Extracted data entries:
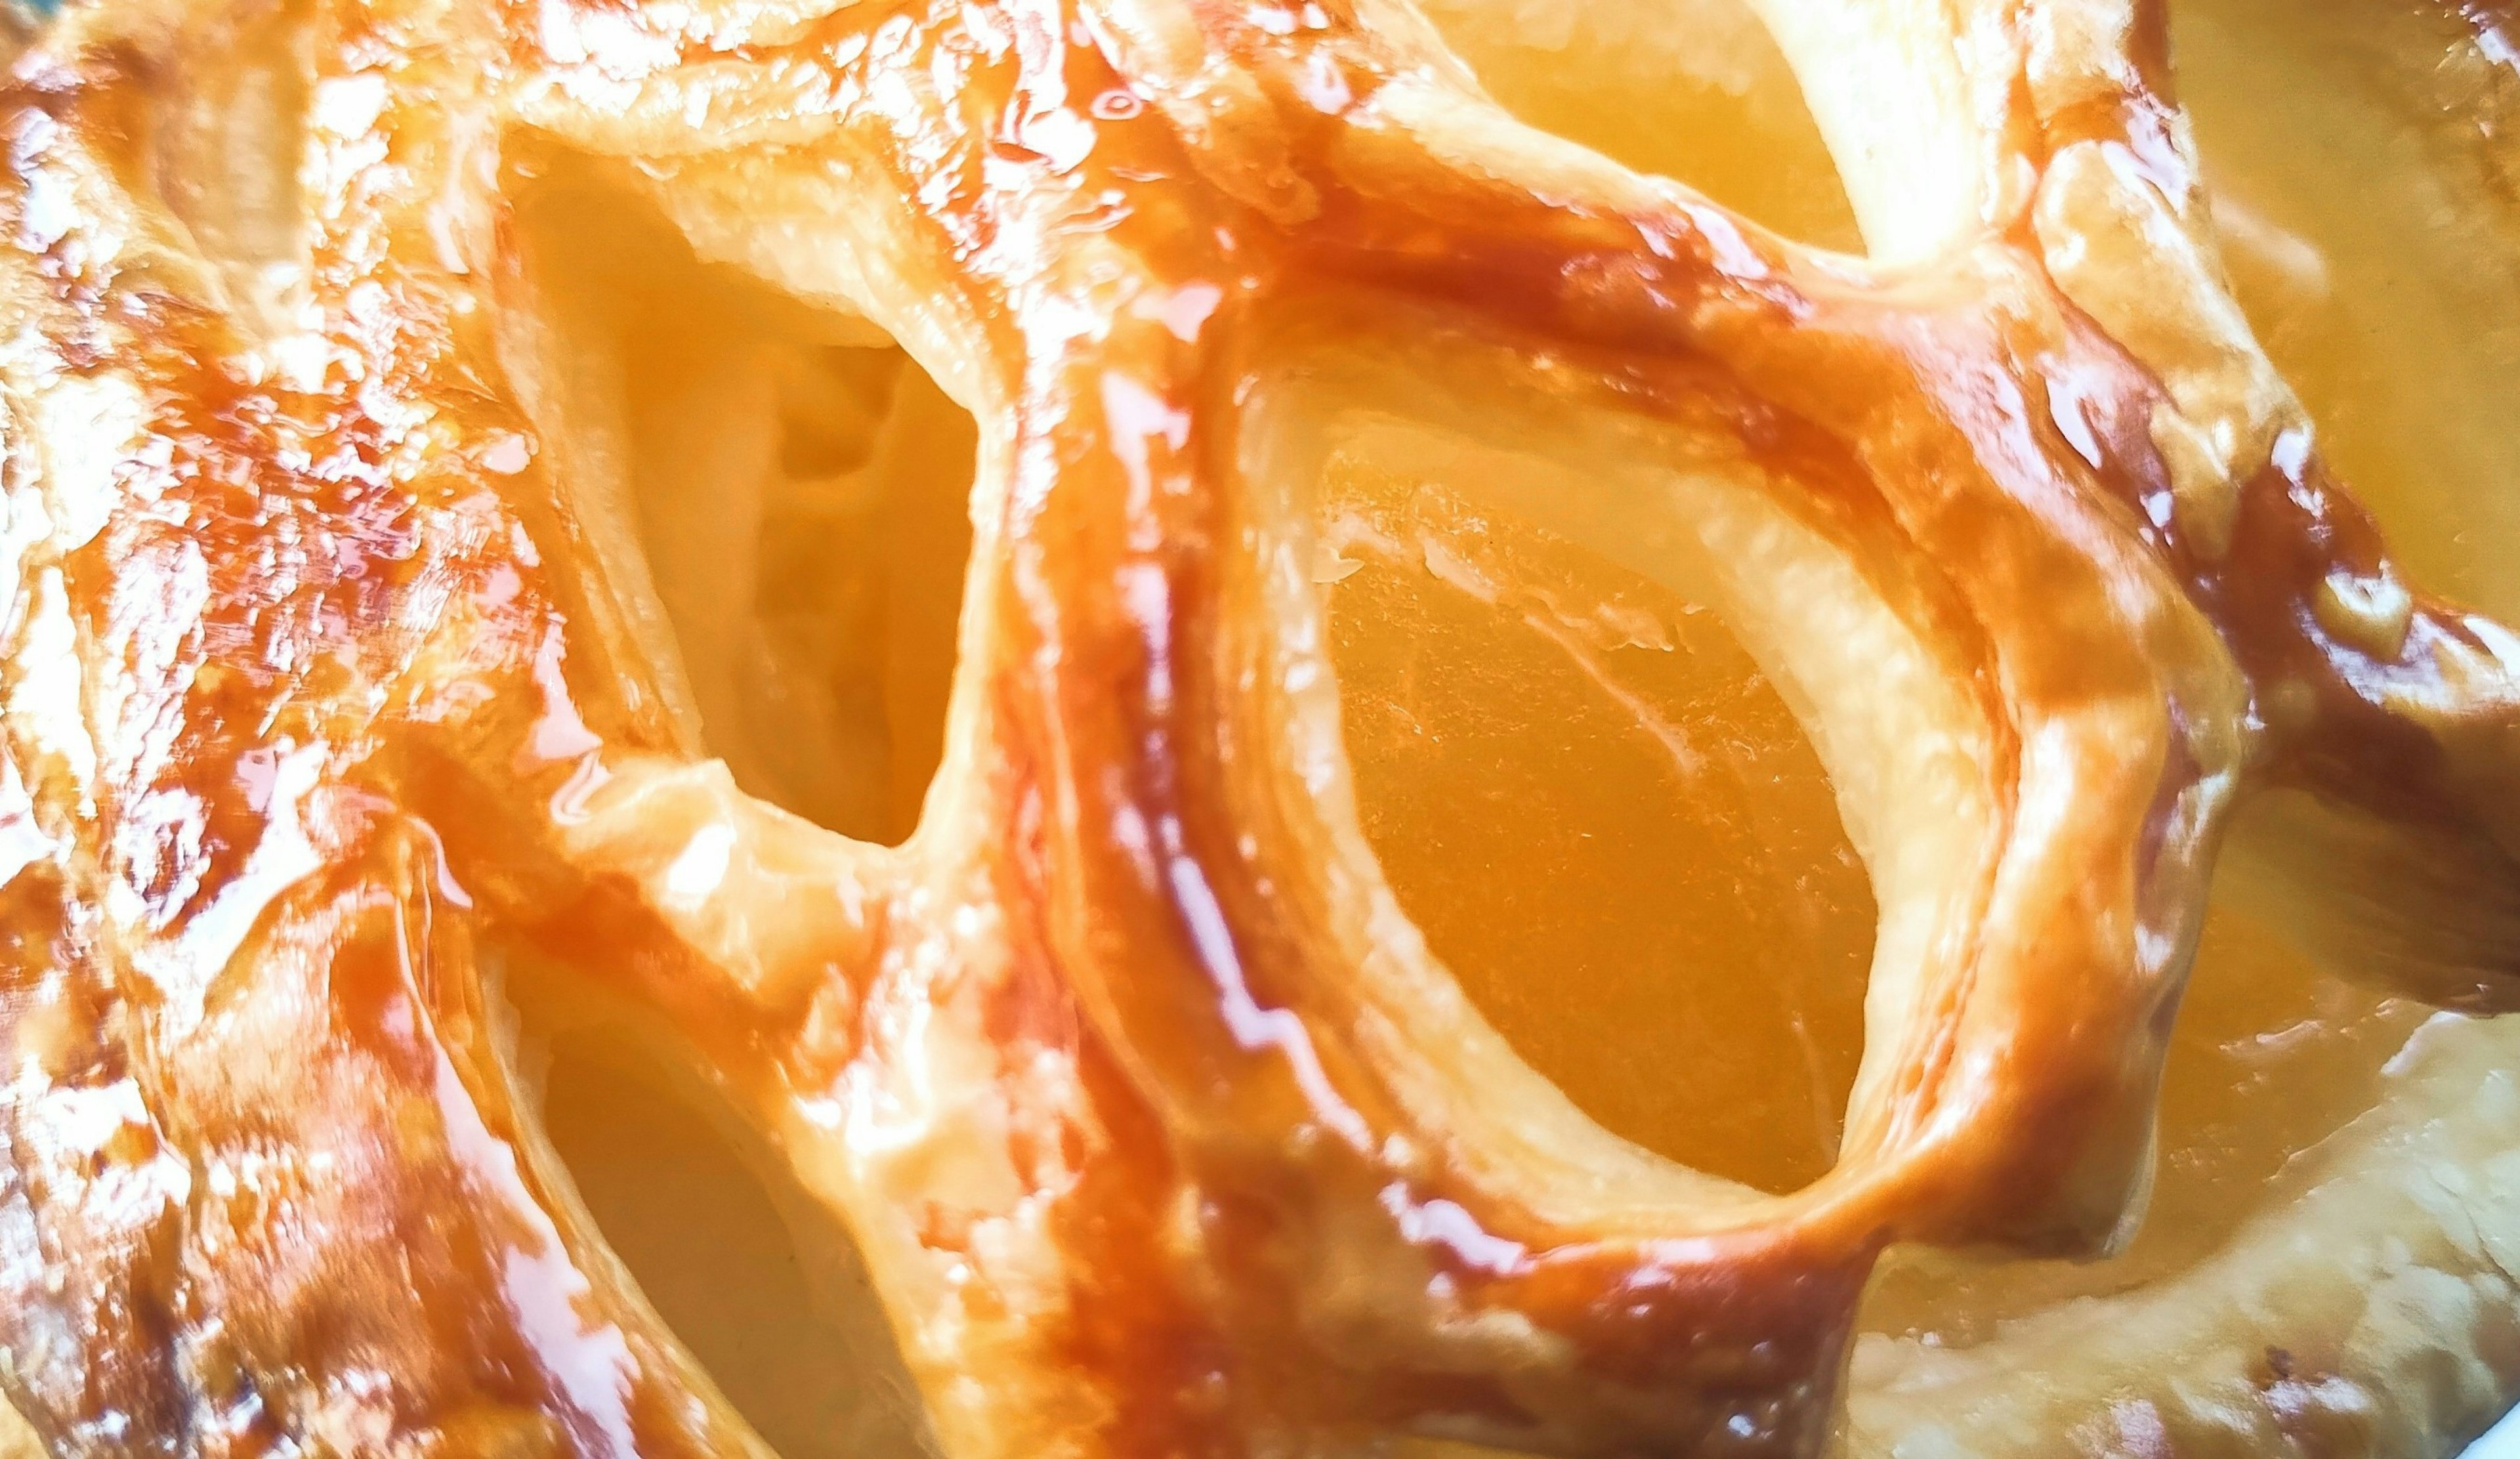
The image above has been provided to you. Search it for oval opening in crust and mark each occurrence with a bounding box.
[1328,2,1887,1196]
[1318,446,1879,1196]
[506,149,976,847]
[512,984,942,1459]
[1412,0,1864,252]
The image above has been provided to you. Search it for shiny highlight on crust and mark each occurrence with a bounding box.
[0,1,2515,1457]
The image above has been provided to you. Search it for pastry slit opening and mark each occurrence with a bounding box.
[508,981,942,1459]
[1311,436,1878,1195]
[506,149,976,847]
[1411,0,1862,251]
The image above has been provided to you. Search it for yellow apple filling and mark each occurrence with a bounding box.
[1321,462,1874,1195]
[530,1026,937,1459]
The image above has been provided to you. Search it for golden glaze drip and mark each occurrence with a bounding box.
[0,0,2515,1456]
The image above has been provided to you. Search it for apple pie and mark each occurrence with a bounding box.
[1,0,2517,1454]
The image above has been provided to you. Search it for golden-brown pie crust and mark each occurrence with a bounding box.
[0,0,2515,1454]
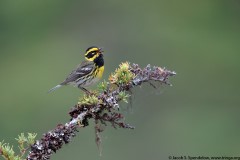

## Assigned task
Leave out every picture and copy the rest of the records exactly.

## Your response
The image above has been provided to you. Search it for oval opening in crust and mark each occurrence with a bounding box.
[1328,2,1887,1196]
[1318,446,1879,1196]
[506,149,976,847]
[512,984,942,1459]
[1412,0,1864,252]
The image above has been provided to you. Search it for shiny highlight on crust and mark each occurrence with a bounding box.
[0,1,2515,1457]
The image above has been provided to you. Search it for pastry slit opening and mark each occurrence with a bounding box.
[508,981,942,1459]
[1311,436,1878,1195]
[506,149,976,847]
[1411,0,1862,251]
The image above has been provided to you. Search it for yellow apple filling and mark each occurrence with a bounding box.
[1321,462,1874,1195]
[530,1026,937,1459]
The image above has been provided to you. Search it for golden glaze drip and mark each occurrence with a bounding box.
[0,0,2515,1456]
The image above has been provided to you. Search it for apple pie and mark each occurrence with a bounding box.
[1,0,2517,1454]
The image above has been provided to you. Search it for golden-brown pie crust and mark each occurrence with a bounding box.
[0,0,2515,1454]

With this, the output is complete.